▶ **Desafío**:
Transforma en una lista numerada todas las líneas de los registros que siguen y deja fuera las líneas en blanco.

(Una serie de registros)
^^^^^^^^
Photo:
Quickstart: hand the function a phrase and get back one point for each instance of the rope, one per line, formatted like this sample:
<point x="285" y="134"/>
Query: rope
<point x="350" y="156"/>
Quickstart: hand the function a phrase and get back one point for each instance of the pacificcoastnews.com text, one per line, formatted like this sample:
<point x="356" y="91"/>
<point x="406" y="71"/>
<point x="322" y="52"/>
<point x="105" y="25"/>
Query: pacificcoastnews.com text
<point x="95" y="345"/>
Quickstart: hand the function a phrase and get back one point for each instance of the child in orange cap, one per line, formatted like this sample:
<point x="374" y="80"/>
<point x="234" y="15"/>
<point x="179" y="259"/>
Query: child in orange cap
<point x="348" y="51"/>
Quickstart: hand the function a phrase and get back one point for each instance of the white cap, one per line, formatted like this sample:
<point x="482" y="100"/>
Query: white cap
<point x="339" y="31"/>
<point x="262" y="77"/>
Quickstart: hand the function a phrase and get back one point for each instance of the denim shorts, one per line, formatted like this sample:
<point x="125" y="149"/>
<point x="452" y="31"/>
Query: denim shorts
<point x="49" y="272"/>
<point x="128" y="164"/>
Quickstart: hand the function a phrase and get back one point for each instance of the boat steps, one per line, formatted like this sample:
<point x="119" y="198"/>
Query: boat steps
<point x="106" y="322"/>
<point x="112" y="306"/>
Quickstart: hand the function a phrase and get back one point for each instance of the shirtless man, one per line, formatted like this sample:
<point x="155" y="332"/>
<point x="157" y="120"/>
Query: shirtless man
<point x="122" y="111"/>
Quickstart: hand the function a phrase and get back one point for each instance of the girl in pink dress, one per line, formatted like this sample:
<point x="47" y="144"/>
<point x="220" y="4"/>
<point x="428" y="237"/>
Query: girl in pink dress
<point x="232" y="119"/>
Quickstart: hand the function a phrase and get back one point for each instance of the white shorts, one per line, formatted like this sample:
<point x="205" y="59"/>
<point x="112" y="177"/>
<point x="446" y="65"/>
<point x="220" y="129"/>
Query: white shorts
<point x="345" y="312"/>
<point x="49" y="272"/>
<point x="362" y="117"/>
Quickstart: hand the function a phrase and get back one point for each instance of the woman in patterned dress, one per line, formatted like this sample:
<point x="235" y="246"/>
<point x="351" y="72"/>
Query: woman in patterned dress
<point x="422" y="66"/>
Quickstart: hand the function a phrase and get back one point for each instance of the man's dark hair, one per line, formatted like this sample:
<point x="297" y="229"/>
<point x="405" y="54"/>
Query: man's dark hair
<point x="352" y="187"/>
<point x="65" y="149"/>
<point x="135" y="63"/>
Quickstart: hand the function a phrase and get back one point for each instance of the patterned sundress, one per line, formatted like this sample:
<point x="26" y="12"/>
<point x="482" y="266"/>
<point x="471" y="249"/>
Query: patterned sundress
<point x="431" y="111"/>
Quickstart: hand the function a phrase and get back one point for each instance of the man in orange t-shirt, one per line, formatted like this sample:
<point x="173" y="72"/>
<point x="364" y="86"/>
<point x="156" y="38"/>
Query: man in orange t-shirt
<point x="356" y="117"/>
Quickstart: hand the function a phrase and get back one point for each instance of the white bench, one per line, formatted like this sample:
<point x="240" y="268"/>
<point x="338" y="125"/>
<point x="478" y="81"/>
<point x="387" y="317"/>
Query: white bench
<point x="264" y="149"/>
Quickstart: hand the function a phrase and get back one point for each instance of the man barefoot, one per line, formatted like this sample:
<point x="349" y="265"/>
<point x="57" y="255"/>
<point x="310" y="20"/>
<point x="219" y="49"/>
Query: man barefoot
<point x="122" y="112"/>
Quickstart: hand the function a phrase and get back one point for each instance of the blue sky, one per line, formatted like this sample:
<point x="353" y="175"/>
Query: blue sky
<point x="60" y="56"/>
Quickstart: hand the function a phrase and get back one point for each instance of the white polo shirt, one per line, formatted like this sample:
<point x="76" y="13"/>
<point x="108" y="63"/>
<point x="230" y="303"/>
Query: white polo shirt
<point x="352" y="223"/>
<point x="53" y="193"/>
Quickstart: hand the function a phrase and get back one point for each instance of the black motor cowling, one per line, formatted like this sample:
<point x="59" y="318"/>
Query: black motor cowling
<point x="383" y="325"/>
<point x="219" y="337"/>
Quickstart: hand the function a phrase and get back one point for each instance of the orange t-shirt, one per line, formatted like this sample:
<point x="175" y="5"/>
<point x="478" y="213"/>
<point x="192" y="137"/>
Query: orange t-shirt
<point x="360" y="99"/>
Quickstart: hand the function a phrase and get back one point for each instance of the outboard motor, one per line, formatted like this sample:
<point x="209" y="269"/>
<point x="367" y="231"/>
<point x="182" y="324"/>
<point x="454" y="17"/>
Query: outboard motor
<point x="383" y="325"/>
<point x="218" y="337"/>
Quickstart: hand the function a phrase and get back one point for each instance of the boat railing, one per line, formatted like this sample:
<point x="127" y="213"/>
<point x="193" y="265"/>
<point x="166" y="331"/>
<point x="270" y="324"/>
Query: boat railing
^^^^^^^^
▶ **Respuesta del ejercicio**:
1. Photo:
2. Quickstart: hand the function a phrase and get back one point for each instance of the rope, one per line, formatted like this sample:
3. <point x="285" y="134"/>
4. Query: rope
5. <point x="350" y="156"/>
6. Quickstart: hand the function a phrase and get back one point for each instance of the pacificcoastnews.com text, one per line, formatted like this sample:
7. <point x="356" y="91"/>
8. <point x="406" y="71"/>
9. <point x="322" y="52"/>
10. <point x="105" y="25"/>
11. Query: pacificcoastnews.com text
12. <point x="95" y="345"/>
13. Quickstart: hand the function a phrase and get back one point for each instance of the child in orange cap, one per line, formatted like this sample:
14. <point x="374" y="80"/>
15. <point x="234" y="15"/>
16. <point x="179" y="259"/>
17. Query: child in orange cap
18. <point x="348" y="51"/>
19. Quickstart: hand the function a phrase and get back one point for each instance of the white cap, one per line, formatted like this sample:
20. <point x="482" y="100"/>
21. Query: white cap
22. <point x="339" y="31"/>
23. <point x="262" y="77"/>
24. Quickstart: hand the function a phrase and get back one point for each instance of the denim shorts, one per line, formatted like this sample:
25. <point x="125" y="149"/>
26. <point x="452" y="31"/>
27. Query: denim shorts
28. <point x="49" y="272"/>
29. <point x="128" y="164"/>
30. Quickstart: hand the function a phrase and get back one point for each instance of the boat steps, one per line, formatted like this sample:
31. <point x="119" y="198"/>
32. Query: boat steps
33. <point x="106" y="322"/>
34. <point x="112" y="306"/>
35. Quickstart: hand the function a phrase and get back one point for each instance of the shirtless man, one per line, formatted like this sample:
36. <point x="155" y="332"/>
37. <point x="157" y="120"/>
38. Query: shirtless man
39. <point x="122" y="111"/>
40. Quickstart: hand the function a phrase and get back one point for each instance of the girl in pink dress, one per line, formatted like this sample:
41. <point x="47" y="144"/>
42. <point x="220" y="4"/>
43. <point x="428" y="237"/>
44. Query: girl in pink dress
45. <point x="232" y="119"/>
46. Quickstart: hand the function a phrase and get back one point for each instance of the white shorts, one per line, formatted like this sample:
47. <point x="205" y="59"/>
48. <point x="112" y="177"/>
49. <point x="446" y="65"/>
50. <point x="220" y="129"/>
51. Query: white shorts
52. <point x="345" y="312"/>
53. <point x="49" y="272"/>
54. <point x="362" y="117"/>
55. Quickstart: hand the function a phrase and get back one point for each instance of the woman in patterned dress, one per line, formatted like this sample:
56. <point x="235" y="246"/>
57. <point x="351" y="72"/>
58. Query: woman in patterned dress
59. <point x="422" y="66"/>
60. Quickstart: hand the function a phrase and get back one point for each instance of the man's dark hair, one per line, formatted like this sample:
61. <point x="297" y="229"/>
62. <point x="405" y="54"/>
63. Query: man's dark hair
64. <point x="352" y="187"/>
65. <point x="65" y="149"/>
66. <point x="135" y="63"/>
67. Quickstart: hand the function a phrase and get back one point for each instance of the patterned sundress, one per line, formatted like this sample:
68. <point x="26" y="12"/>
69. <point x="482" y="266"/>
70. <point x="471" y="249"/>
71. Query: patterned sundress
72. <point x="431" y="111"/>
73. Quickstart: hand the function a phrase and get back one point for each instance of the man in orange t-shirt, one per line, formatted like this sample:
74. <point x="173" y="72"/>
75. <point x="364" y="86"/>
76. <point x="156" y="38"/>
77. Query: man in orange t-shirt
78. <point x="356" y="117"/>
79. Quickstart: hand the function a phrase and get back one point for each instance of the white bench, one per line, formatted like this sample:
80. <point x="240" y="268"/>
81. <point x="338" y="125"/>
82. <point x="478" y="81"/>
83. <point x="387" y="317"/>
84. Query: white bench
85. <point x="264" y="149"/>
86. Quickstart: hand the function a phrase and get back one point for each instance of the man barefoot, one per line, formatted like this sample:
87. <point x="349" y="265"/>
88. <point x="57" y="255"/>
89. <point x="310" y="20"/>
90. <point x="219" y="49"/>
91. Query: man barefoot
92. <point x="122" y="112"/>
93. Quickstart: hand the function a phrase and get back one point for each instance of the blue sky, one per line, formatted like this sample:
94. <point x="353" y="175"/>
95. Query: blue sky
96. <point x="60" y="56"/>
97. Quickstart: hand the function a phrase and get back one point for each instance of the white polo shirt, one per line, formatted like this sample:
98. <point x="76" y="13"/>
99. <point x="108" y="63"/>
100. <point x="230" y="303"/>
101. Query: white polo shirt
102. <point x="352" y="223"/>
103. <point x="53" y="193"/>
104. Quickstart: hand the function a phrase and get back one point for each instance of the black motor cowling, one per line, formatted like this sample:
105. <point x="59" y="318"/>
106. Query: black motor cowling
107. <point x="383" y="325"/>
108. <point x="219" y="337"/>
109. Quickstart: hand the function a phrase and get back one point for each instance of the orange t-shirt, one per line, formatted like this sample:
110. <point x="175" y="5"/>
111. <point x="478" y="213"/>
112. <point x="192" y="137"/>
113. Query: orange t-shirt
114. <point x="360" y="99"/>
115. Quickstart: hand the function a phrase and get back one point for each instance of the outboard motor, one per line, formatted like this sample:
116. <point x="209" y="269"/>
117. <point x="367" y="231"/>
118. <point x="182" y="324"/>
119. <point x="454" y="17"/>
120. Query: outboard motor
121. <point x="383" y="325"/>
122. <point x="218" y="337"/>
123. Quickstart: hand the function a phrase and get back one point for each instance of the boat railing, one per line, formatted like this sample:
124. <point x="127" y="213"/>
125. <point x="193" y="265"/>
126. <point x="166" y="331"/>
127. <point x="270" y="324"/>
128. Query: boat railing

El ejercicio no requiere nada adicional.